Work order »
Please transcribe the records precisely; pictures stay out of your copy.

Data records »
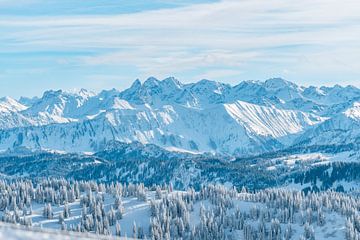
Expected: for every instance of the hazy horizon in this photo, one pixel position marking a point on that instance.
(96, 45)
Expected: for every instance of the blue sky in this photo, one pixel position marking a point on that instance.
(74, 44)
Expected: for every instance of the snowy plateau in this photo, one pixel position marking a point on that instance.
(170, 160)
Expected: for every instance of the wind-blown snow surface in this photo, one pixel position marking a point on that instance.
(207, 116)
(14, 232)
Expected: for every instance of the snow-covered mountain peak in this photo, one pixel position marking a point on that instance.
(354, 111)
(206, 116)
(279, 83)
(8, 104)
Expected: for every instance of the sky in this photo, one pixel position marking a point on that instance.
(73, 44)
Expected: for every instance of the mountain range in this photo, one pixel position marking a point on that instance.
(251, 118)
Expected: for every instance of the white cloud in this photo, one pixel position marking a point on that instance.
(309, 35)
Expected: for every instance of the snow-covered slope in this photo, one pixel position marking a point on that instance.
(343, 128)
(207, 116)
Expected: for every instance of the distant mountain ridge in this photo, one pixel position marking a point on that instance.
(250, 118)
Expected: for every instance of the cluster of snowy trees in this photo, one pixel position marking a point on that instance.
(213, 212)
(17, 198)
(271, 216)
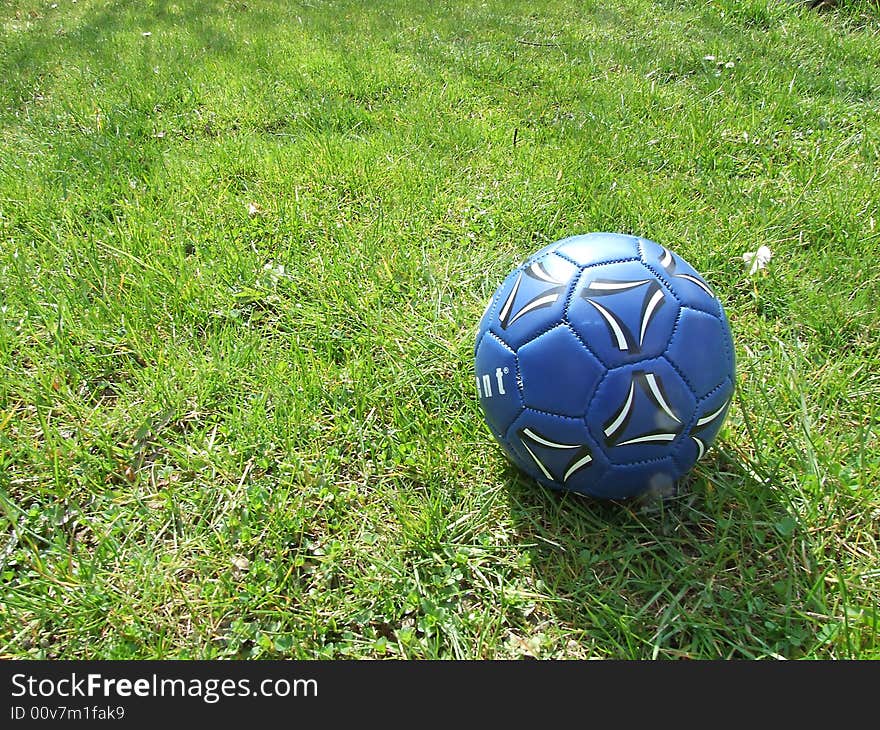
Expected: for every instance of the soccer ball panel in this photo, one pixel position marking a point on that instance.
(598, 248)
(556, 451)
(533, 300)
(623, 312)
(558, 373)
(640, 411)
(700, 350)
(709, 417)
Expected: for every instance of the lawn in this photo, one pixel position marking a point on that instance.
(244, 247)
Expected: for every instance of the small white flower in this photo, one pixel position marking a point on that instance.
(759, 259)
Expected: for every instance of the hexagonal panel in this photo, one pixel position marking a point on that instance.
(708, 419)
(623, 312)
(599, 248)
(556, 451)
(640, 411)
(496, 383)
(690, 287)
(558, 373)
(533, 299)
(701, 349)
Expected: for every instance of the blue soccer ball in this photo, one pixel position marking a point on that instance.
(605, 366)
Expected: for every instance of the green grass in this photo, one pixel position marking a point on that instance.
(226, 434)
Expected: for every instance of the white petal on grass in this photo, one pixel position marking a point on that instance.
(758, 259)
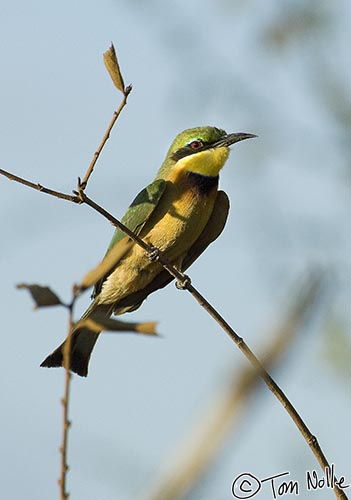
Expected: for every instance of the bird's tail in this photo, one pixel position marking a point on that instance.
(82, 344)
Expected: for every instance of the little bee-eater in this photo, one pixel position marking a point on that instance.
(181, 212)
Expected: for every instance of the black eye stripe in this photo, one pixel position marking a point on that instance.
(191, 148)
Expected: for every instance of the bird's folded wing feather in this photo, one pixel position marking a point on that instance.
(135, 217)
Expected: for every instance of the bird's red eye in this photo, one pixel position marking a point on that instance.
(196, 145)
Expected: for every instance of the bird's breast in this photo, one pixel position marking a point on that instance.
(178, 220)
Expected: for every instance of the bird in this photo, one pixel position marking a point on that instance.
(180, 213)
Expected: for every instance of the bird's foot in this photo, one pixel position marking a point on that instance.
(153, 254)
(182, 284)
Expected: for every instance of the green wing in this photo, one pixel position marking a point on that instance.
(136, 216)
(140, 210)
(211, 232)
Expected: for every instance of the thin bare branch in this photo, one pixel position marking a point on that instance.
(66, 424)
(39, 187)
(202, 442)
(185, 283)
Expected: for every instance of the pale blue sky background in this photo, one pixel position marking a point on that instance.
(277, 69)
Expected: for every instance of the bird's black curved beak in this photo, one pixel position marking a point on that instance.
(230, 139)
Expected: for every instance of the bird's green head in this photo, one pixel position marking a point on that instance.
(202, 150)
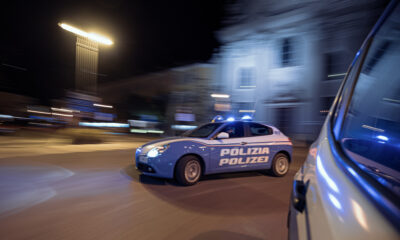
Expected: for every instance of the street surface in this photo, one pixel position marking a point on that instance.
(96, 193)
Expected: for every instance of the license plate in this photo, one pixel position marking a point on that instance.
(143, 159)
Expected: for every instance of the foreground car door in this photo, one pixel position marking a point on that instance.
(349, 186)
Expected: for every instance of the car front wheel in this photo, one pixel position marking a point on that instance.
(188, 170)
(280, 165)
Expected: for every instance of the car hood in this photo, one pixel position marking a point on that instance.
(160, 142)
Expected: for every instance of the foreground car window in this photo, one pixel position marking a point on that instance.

Answer space »
Expected: for every instance of the hazy horizon in this photo, one pixel position marking a point on that instance.
(96, 45)
Expected: for every instance of the blue sky in this photo, one pixel position marking a point on that instance.
(74, 44)
Expected: for every instance of the snowy plateau in this photo, one pixel position marking a point on that instance.
(170, 160)
Expected: for every instance of the wind-blown snow surface in this photo, one pixel position marking a point on that instance.
(207, 116)
(14, 232)
Expected: for every instance of the snow-covered mountain peak in this photo, one pixel position marking a point on that instance.
(354, 111)
(206, 116)
(279, 83)
(8, 104)
Expected: for every instance of the sky in this photo, one pixel position marking a point on that instance.
(73, 44)
Expected: for every instance of the mountain range in this photo, one pixel position marking a point on that instance.
(251, 118)
Expected: for every instance of the white cloud in this photo, one pixel position marking a point on that instance.
(309, 35)
Expected: for every instance of the snow-covered slope in this photo, one pixel position marking a point on that instance.
(343, 128)
(207, 116)
Expected: for every instance of the distant mountain ridge in this photo, one pixel position marking a point on that instance.
(250, 118)
Expected: for every instance of the cluster of snowy trees in this photo, one pixel position marking a point on that instance.
(213, 212)
(17, 198)
(271, 216)
Expected: for every instance of the soccer ball panel in this photo, one pixel position marking a point on that instance.
(598, 248)
(556, 451)
(533, 300)
(623, 312)
(558, 373)
(640, 411)
(700, 350)
(709, 417)
Expected: for every instance of the lawn in this photo, one pixel position marking a point on that instance.
(244, 247)
Expected: for every instance of the small white flower in this photo, one pixel position marking a point on that instance.
(759, 259)
Expected: for every instance of the hexagonal panel in this photo, one pixel position marking a point on that instance.
(708, 419)
(623, 312)
(599, 248)
(556, 451)
(640, 411)
(496, 383)
(690, 287)
(558, 373)
(533, 299)
(701, 349)
Expected: for every instance of the blue soccer ball in this photo, one pixel position marking a point on that instance.
(605, 366)
Expected: for every instance of the green grass in this photo, one pixel position marking a point on that instance.
(226, 434)
Expected: for every instance of the white petal on grass in this photo, one pixel position marking a point on that instance.
(758, 259)
Expected: for every instance of the bird's tail in this photo, one pixel position marking a point on that instance.
(82, 344)
Expected: for every instance of the little bee-eater in this photo, one pixel position marking a point on that instance.
(181, 212)
Expected: for every instance of the black eye stripe in this photo, one pixel position marking a point on that instance.
(191, 148)
Expected: for every instance of the bird's folded wing feather in this photo, one pixel position marking a point on that instance.
(135, 217)
Expected: for every instance of the bird's red eye in this photo, one pixel position marking a point on that instance.
(196, 145)
Expected: for every instance of the bird's breast in this photo, one pixel position marking a point on that instance.
(178, 220)
Expected: for every instance of the bird in this photo, one pixel position marking a point on that instance.
(180, 213)
Expected: for every instance of the bird's foot in this photo, one pixel position marking a point on that instance.
(153, 254)
(182, 284)
Expected: for every instance of the green wing in this photo, one pixel position marking a point on that instance.
(136, 216)
(140, 210)
(211, 232)
Expected: for every instance of the thin bare branch in this photo, one pixel position marking a point on that instance.
(66, 424)
(39, 187)
(202, 442)
(185, 283)
Expected: for every instance of the pale blue sky background in this photo, one pixel position marking a point on that instance.
(277, 69)
Expected: for every instance of the bird's black curved beak in this photo, one pixel position marking a point on that instance.
(230, 139)
Expected: for every instance of the bird's green head in this photo, one pixel position marking a point on that instance.
(202, 150)
Expected: for every instance of the street surface in this photo, one pixel position marking a point on that instance.
(96, 193)
Expected: for every instance of the license plate in this photo, one pixel position marking a point on that instance.
(143, 159)
Expected: for every instance of the foreground car door in this photo, one pixel position marking a point on that instance.
(349, 186)
Expected: for every instance of the car front wheel in this photo, one pixel position marking a point on that instance.
(188, 170)
(280, 165)
Expected: for every instance of the car hood in this photo, one pixel position marking a point on that instance.
(160, 142)
Expected: for every instance of the foreground car window in this photo, one pixel position marking a point on that instance.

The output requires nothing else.